As well as practical help, he performed thousands of home visits each year to assess need, provide moral support and to comfort the dying. He was particularly concerned at the lack of educational opportunity and set up an additional Sunday School, a library and adult evening classes supported by chapel volunteers.
‘At times my door is almost daily thronged with applicants for advice or relief’
Not one to judge, he never made help dependant on chapel attendance, and took a broad-minded religious outlook. He rapidly came to the view that the laudable aim of fostering self-reliance and moral rectitude was futile without first correcting the underlying deprivation and illiteracy. Thus, he was an early adopter of the concepts of the ‘poverty cycle’ and ‘poverty of opportunity’ whereby people can become demoralised by poverty and circumstance and not by their own failings.
‘Whatever the poor are become, the nation, not to say the Government, is responsible for their condition’
Heritage displays in Chapel have been funded by the National Lottery Heritage Fund.
In the nineteenth century Chapel members helped found the Mechanics Institute; the Leicester Literary and Philosophical Society and the Leicestershire Archaeological Society.
In the twentieth century Joseph Fielding Johnson, a member of the congregation, was a major benefactor of University College, now the University of Leicester, and the main administrative block (which had been the old ‘County Lunatic Asylum’!) is now named after him.
Ministers to the congregation included a number of distinguished men. Revd. Charles Berry, together with the leading members of his congregation, played a major part in the movement for political reform in the town during the early nineteenth century.
The first seven mayors of the town following municipal reform in 1835 were members of the Chapel and as a result it became known locally as ‘The Mayor’s Nest’.
The graveyard was restored and converted to a garden in the late 20th century. If you wish to read about the fascinating and heartfelt gravestone epitaphs click here.
Today a number of members of the congregation are very active in public and political life.

__________

» **Written task 1**
Answer these questions using the chapel history text:
(a) Besides an additional Sunday School, what did he set up to address the lack of educational opportunity?
(b) Which member of the congregation was a major benefactor of University College?
(c) By what name did the Chapel become known locally?
» **Written task 2**
Transcribe the lines of the records verbatim, from the first line to the last, omitting the pictures.

» **The data**

__________

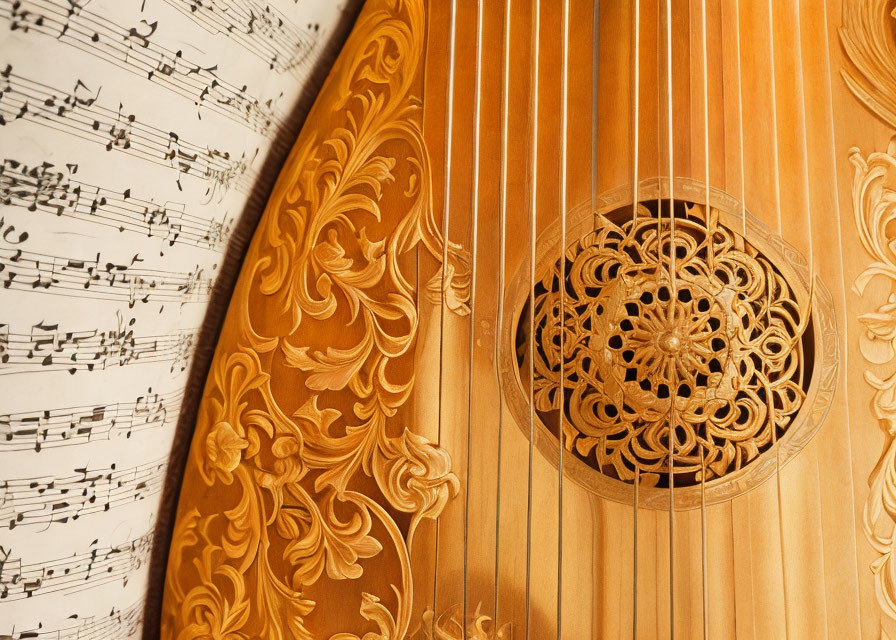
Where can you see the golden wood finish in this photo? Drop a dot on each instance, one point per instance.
(363, 457)
(301, 466)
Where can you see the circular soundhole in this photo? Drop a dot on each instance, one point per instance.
(649, 340)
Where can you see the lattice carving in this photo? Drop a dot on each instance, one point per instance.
(720, 336)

__________

» **Task solution 1**
(a) A library and adult evening classes, supported by chapel volunteers.
(b) Joseph Fielding Johnson.
(c) ‘The Mayor’s Nest’.

» **Task solution 2**
Where can you see the golden wood finish in this photo? Drop a dot on each instance, one point per instance.
(363, 457)
(301, 466)
Where can you see the circular soundhole in this photo? Drop a dot on each instance, one point per instance.
(649, 340)
Where can you see the lattice carving in this photo? Drop a dot on each instance, one point per instance.
(720, 336)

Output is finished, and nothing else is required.